Instructions for the task –
List, in full, every line of the items below that contains the word "white".

Source material –

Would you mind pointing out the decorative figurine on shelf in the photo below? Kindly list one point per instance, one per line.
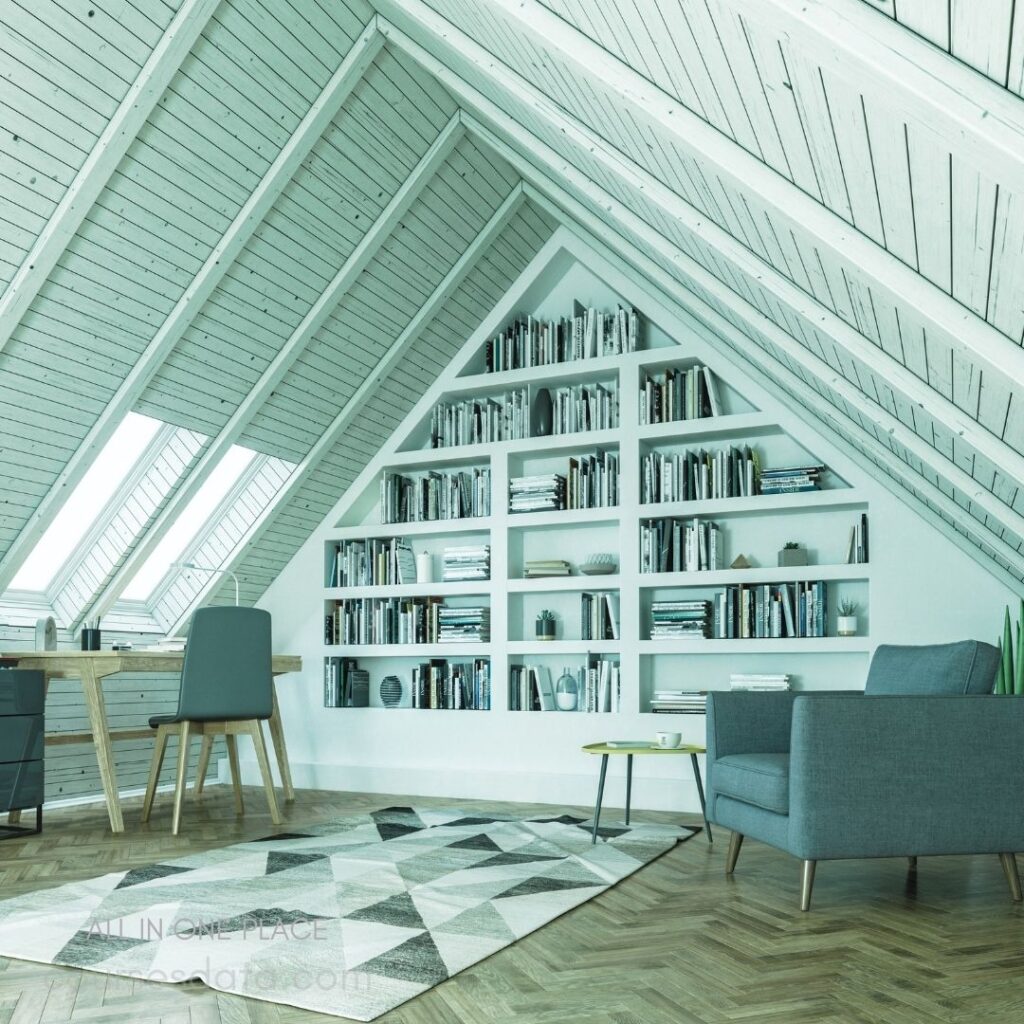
(846, 624)
(566, 691)
(792, 554)
(546, 626)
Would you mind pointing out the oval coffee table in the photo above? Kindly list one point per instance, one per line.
(605, 752)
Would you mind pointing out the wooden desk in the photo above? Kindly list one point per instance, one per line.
(91, 667)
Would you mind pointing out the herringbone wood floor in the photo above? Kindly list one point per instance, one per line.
(675, 944)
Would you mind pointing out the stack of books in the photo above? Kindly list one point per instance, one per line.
(435, 496)
(762, 611)
(538, 568)
(680, 620)
(463, 625)
(599, 616)
(679, 701)
(759, 681)
(373, 563)
(480, 421)
(679, 394)
(471, 562)
(453, 686)
(786, 481)
(675, 546)
(584, 407)
(700, 475)
(593, 481)
(544, 493)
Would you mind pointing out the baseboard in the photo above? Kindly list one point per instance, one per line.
(655, 794)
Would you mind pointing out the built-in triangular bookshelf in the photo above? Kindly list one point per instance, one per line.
(651, 410)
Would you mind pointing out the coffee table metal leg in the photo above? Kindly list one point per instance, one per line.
(704, 808)
(629, 784)
(600, 796)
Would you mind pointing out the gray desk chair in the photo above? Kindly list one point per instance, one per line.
(226, 689)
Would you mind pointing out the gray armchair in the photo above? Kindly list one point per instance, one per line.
(925, 761)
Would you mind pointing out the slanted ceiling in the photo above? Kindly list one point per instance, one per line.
(273, 222)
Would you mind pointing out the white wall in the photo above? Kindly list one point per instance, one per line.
(924, 589)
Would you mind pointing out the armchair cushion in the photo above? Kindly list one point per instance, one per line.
(967, 667)
(762, 779)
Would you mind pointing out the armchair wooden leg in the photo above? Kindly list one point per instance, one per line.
(204, 762)
(181, 780)
(159, 749)
(264, 768)
(806, 884)
(1009, 862)
(735, 842)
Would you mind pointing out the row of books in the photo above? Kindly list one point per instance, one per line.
(584, 407)
(377, 562)
(452, 685)
(402, 621)
(598, 687)
(588, 334)
(791, 480)
(681, 546)
(771, 610)
(680, 620)
(466, 563)
(435, 496)
(345, 684)
(679, 393)
(599, 615)
(480, 421)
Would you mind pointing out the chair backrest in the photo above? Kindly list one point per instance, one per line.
(965, 667)
(226, 673)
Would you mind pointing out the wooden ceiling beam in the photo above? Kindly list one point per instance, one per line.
(231, 243)
(110, 150)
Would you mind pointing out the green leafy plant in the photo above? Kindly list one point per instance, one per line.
(1010, 676)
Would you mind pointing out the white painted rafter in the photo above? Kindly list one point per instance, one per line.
(295, 151)
(557, 166)
(352, 407)
(318, 313)
(110, 150)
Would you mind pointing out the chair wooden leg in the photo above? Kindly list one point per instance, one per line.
(264, 767)
(181, 780)
(159, 749)
(735, 842)
(806, 884)
(1009, 862)
(204, 763)
(232, 760)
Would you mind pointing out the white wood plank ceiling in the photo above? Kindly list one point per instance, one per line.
(271, 223)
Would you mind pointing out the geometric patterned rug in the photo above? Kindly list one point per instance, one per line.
(349, 918)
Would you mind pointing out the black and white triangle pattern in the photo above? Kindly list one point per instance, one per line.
(350, 918)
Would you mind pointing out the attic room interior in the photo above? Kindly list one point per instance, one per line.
(511, 511)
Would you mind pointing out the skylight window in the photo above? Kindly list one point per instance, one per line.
(193, 518)
(80, 512)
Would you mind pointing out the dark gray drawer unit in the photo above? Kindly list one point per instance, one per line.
(22, 737)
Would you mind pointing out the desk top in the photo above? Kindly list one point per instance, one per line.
(111, 662)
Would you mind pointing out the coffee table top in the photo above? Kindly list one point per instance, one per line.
(639, 750)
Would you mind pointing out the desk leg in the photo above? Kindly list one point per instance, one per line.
(92, 690)
(629, 784)
(600, 796)
(704, 808)
(278, 736)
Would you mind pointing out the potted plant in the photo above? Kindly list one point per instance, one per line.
(546, 625)
(793, 554)
(847, 623)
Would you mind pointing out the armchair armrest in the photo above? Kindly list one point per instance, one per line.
(904, 775)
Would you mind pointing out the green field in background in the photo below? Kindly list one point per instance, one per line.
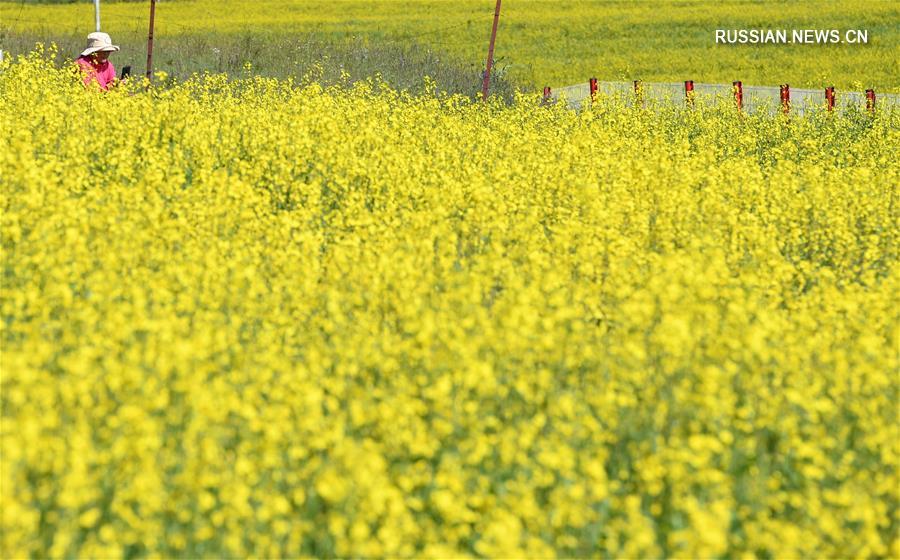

Final answer –
Would you mind pointing out the white wall in the photo above? Kindly list one point per instance, one per line.
Would you mind pointing out the white painted rafter in the photo above? Kindly list one point per instance, one per line.
Would you mind pointing out the white wood plank ceiling in the photo above? Kindly list one point per instance, one per line.
Would you mind pointing out the black and white triangle pattern in the photo above? Kindly list one point per instance, one per line.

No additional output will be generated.